GIVEN TASK: Give all of the lines again, with nothing added or dropped.

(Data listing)
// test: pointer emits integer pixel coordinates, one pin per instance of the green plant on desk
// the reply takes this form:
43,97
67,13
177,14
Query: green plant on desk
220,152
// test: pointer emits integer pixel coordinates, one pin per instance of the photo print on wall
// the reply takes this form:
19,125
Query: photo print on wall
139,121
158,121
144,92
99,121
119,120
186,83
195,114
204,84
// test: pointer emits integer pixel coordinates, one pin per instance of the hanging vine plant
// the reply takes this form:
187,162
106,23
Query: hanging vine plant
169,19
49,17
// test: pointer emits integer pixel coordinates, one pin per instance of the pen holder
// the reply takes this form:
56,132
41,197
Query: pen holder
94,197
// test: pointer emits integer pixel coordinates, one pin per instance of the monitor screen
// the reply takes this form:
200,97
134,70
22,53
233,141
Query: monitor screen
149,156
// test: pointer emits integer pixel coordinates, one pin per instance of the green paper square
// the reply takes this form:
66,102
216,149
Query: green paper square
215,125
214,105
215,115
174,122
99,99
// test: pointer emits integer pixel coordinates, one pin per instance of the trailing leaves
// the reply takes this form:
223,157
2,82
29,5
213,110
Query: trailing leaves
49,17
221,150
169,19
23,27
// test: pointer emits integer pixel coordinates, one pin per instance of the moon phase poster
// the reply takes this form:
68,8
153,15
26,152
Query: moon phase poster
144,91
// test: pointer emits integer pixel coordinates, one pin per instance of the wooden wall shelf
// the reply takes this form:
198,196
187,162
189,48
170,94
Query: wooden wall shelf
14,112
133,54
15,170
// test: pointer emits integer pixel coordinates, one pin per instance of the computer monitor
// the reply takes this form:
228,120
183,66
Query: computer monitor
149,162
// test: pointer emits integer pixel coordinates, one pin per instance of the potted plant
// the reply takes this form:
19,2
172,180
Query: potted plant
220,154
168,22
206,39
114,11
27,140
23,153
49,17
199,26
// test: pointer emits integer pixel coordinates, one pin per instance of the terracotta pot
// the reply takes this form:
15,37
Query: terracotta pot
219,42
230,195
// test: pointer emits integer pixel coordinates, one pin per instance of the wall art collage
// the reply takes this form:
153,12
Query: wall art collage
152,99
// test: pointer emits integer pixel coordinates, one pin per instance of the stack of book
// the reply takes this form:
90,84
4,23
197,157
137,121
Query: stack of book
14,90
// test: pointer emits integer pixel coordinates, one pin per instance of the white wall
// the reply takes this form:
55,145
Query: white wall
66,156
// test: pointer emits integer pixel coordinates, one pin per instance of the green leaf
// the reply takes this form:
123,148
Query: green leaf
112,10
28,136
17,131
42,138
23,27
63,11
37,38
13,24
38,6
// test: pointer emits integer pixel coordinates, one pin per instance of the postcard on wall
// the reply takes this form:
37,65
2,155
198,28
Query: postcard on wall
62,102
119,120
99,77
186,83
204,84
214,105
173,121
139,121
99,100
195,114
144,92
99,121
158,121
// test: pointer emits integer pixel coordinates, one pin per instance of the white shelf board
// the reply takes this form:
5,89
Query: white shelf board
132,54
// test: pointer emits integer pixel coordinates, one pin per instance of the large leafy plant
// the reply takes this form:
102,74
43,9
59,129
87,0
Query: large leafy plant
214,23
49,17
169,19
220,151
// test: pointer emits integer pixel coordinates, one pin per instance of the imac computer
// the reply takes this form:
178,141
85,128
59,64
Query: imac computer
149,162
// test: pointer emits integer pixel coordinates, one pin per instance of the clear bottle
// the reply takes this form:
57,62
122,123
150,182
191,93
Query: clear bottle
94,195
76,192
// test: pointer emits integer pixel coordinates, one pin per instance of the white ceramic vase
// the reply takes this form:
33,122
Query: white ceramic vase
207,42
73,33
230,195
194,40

THE RESPONSE:
// test: pointer emits integer pixel coordinates, one pin per instance of the green plant on desk
// the reply takes this form:
43,97
67,13
177,14
Query: green plant on desk
220,152
// test: pointer emits integer pixel coordinates, one pin per instance of the photo print on wall
// the reply takes this form:
19,125
Query: photo print on wall
139,121
158,121
144,92
99,121
119,120
186,83
195,114
204,84
// test: pointer emits integer pixel coordinates, one pin per instance of the hanging vine plant
// the reply takes this form:
187,162
106,23
Query: hanging vine plant
169,19
49,17
// test: pointer emits integer pixel coordinates, one pin per instance of the pen holder
// the reply takes this form:
56,132
41,197
Query: pen holder
94,197
// test: pointer emits integer pixel coordinates, one pin per instance of the monitor screen
// the reply takes this form:
200,97
134,70
22,53
233,141
Query: monitor screen
149,156
// test: pointer emits integer pixel coordinates, one pin per instance of the green paper square
// the reply takes this form:
66,102
216,149
Query: green paper square
215,125
214,105
215,115
174,122
99,99
// test: pointer emits integer pixel coordinates, one pin per instance of the trailing leaves
// the reply takes this form:
223,157
2,82
29,5
213,110
Query: trailing leaves
49,17
221,150
169,19
23,27
// test: pointer emits integer pixel coordinates, one pin per instance of the moon phase poster
// the reply takes this form:
68,8
153,15
26,152
Query: moon phase poster
144,91
// test: pointer emits integer pixel coordinates, one pin per instance of the wooden wall shelf
// the reply takes this form:
198,196
187,162
189,48
170,94
Query: wooden wall shelf
14,112
133,54
15,170
// test: pointer emits integer pixel coordinates, one pin per instance of the computer monitor
// the reply takes this form:
228,120
183,66
Query: computer monitor
149,162
// test: pointer emits integer pixel coordinates, one pin per instance of the potted plant
// the reply takes this form:
19,2
172,180
Query: potted plant
220,154
168,22
206,39
114,11
27,140
23,153
49,17
199,26
// test: pointer emits integer pixel coordinates, one pin per instance of the terracotta pot
// the reply takes this form:
15,37
Query: terracotta pot
219,42
230,195
// test: pointer emits integer pixel coordinates, one pin per instance of the wall art collage
// the reply takes this form:
153,12
Query: wall art collage
152,99
// test: pointer emits integer pixel coordinates, one pin per instance of the stack of book
// the reply takes this form:
90,84
4,23
197,157
137,121
Query: stack of book
14,90
// test: pointer emits integer pixel coordinates, one pin per instance of the white wall
// the reply takes this form:
55,145
Query: white wall
66,156
// test: pointer emits integer pixel coordinates, one pin per instance of the green leaf
// the reply takes this form:
123,148
Query: green leaf
112,10
28,136
17,131
42,138
23,27
63,11
37,38
13,24
38,6
// test: pointer emits integer pixel coordinates, one pin per instance of the postcard on wall
// the reply takes this form:
37,65
2,155
198,28
Query: postcard on wall
62,102
119,120
99,77
186,83
204,84
214,105
173,121
139,121
99,100
195,114
144,92
99,121
158,121
// test: pointer emits integer pixel coordinates, one pin per instance of the white shelf board
// the reply takes this form:
5,89
Query: white shelf board
132,54
// test: pointer emits integer pixel coordinates, one pin per instance of the large leafy plant
// the reply takes this form:
102,74
43,9
59,129
87,0
Query: large leafy plant
214,23
49,17
169,19
220,151
// test: pointer emits integer pixel coordinates, one pin per instance of the imac computer
// the reply takes this form:
178,141
85,128
59,64
Query: imac computer
149,162
// test: pointer emits integer pixel coordinates, one pin per instance of the clear bottle
// the reply takes this form:
57,62
122,123
150,182
191,93
Query: clear bottle
94,195
76,192
// test: pointer emits integer pixel coordinates, one pin per instance of the white ceramic vase
// the reply takes this form:
33,122
Query: white ceramic vase
207,42
73,33
230,195
194,40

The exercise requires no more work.